**Task description**
Give the data below again exactly as it stands. Omit the pictures.

-- Start --

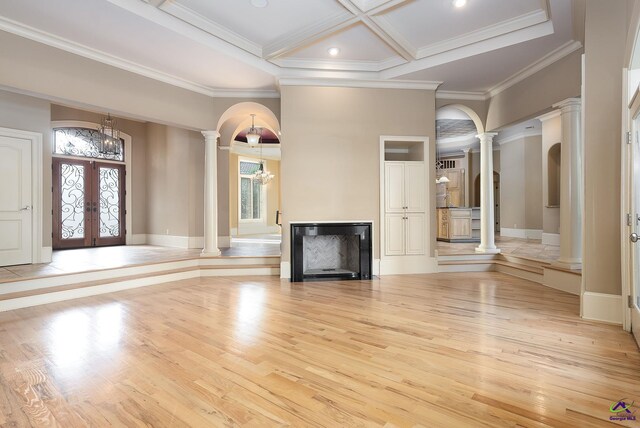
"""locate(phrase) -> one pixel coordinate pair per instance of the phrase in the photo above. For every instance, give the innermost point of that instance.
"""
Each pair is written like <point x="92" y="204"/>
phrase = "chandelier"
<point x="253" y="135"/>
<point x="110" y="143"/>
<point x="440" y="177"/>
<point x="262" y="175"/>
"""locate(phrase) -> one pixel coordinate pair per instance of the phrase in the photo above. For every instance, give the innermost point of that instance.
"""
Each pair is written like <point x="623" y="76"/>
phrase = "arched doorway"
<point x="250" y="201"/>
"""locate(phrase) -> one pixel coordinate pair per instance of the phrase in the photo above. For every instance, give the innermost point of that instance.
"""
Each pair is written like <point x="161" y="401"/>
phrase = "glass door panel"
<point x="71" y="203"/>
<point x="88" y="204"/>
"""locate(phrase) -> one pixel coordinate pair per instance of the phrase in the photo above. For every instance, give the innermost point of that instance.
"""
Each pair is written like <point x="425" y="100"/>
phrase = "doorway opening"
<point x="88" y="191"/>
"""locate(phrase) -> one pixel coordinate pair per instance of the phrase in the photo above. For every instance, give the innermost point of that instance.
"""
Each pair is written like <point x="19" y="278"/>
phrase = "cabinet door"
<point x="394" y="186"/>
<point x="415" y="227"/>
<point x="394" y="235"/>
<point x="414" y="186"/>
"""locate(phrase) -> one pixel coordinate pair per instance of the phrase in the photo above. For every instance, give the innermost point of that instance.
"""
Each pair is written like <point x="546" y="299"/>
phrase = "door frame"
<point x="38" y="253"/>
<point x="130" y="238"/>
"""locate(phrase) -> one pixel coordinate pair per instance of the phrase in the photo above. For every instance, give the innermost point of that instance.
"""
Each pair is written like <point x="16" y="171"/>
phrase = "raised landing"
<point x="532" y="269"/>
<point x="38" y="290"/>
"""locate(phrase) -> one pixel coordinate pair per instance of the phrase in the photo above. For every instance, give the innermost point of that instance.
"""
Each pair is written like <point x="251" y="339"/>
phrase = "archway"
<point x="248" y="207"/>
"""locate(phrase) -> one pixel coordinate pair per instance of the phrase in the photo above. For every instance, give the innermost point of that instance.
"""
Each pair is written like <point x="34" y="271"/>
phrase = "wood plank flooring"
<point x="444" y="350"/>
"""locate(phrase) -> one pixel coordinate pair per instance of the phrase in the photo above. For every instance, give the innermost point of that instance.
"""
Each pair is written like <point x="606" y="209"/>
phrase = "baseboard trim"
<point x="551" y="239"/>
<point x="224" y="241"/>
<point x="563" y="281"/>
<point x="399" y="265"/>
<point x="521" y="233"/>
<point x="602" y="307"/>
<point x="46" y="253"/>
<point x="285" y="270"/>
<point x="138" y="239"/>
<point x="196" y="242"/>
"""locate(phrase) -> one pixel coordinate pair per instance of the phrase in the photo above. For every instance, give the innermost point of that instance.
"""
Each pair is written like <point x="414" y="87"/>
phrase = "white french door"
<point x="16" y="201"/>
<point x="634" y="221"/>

-- End --

**Solved problem**
"""locate(phrase) -> one pixel coordinate pair per instance of the phrase in the photo above. For every instance, give the innermost point of that instance.
"""
Each pair is written like <point x="92" y="204"/>
phrase = "chandelier"
<point x="253" y="135"/>
<point x="110" y="143"/>
<point x="440" y="177"/>
<point x="262" y="175"/>
"""locate(phrase) -> one pixel coordinate pair per instance of the phrase in the photo above. For every instance, give the innermost point of that instance.
"""
Each pair is written like <point x="623" y="76"/>
phrase = "arched doorway"
<point x="250" y="201"/>
"""locate(phrase) -> one pixel coordinate pair per instance of the phrase in the photo above. For every instance, give the innermost point of that instance.
"""
Each pair is written like <point x="161" y="401"/>
phrase = "glass door panel"
<point x="71" y="203"/>
<point x="88" y="204"/>
"""locate(phrase) -> one pixel coordinate pair per instance of the phrase in the photo above. For every instance, give the innermost point of that instance.
"""
Each pair is written like <point x="425" y="100"/>
phrase = "doorway opening"
<point x="88" y="191"/>
"""locate(phrase) -> one pixel coordinate pair per instance of the phrase in the photo above. For every instance, give the innermost point of that instance.
"""
Each pair is written like <point x="19" y="278"/>
phrase = "cabinet door"
<point x="394" y="186"/>
<point x="415" y="227"/>
<point x="394" y="235"/>
<point x="414" y="186"/>
"""locate(phrase) -> one pixel coordinate pair per instance of the phrase in the photo above. For every instance, give the innermost point of that instance.
"""
Each pair is written like <point x="546" y="299"/>
phrase = "door frame"
<point x="38" y="253"/>
<point x="130" y="238"/>
"""locate(phrase) -> one pixel coordinate pair per instance of the phrase in the photo above. For every instance, give the innermost point of that instance.
"""
Each pair is written like <point x="16" y="171"/>
phrase = "raised landing"
<point x="532" y="269"/>
<point x="38" y="290"/>
"""locate(phrase) -> one pixel coordinate pair per instance of the phrase in the photo above. For every instance, give the innermost point of that instance.
"""
Each pair is written like <point x="251" y="339"/>
phrase = "archway"
<point x="248" y="207"/>
"""locate(phrase) -> one pixel coordinate pair per instance of the phrase in the photo above. For every instance, give the innermost point of that instance.
"""
Each pair is written like <point x="34" y="271"/>
phrase = "wood plank flooring"
<point x="444" y="350"/>
"""locate(phrase) -> one pixel coordinate pair per instance of the phrase in the photo above. For every instance, give the innermost point of that instance.
"""
Each pair is written like <point x="606" y="209"/>
phrase = "baseboard trim"
<point x="551" y="239"/>
<point x="224" y="241"/>
<point x="563" y="281"/>
<point x="399" y="265"/>
<point x="521" y="233"/>
<point x="602" y="307"/>
<point x="46" y="253"/>
<point x="285" y="270"/>
<point x="138" y="239"/>
<point x="196" y="242"/>
"""locate(phrase) -> one pixel coordinate pair per instance of the phrase in the photo above. For every instance, give the innermost point of that instance.
"""
Each pair is written like <point x="414" y="87"/>
phrase = "white french door"
<point x="16" y="201"/>
<point x="634" y="221"/>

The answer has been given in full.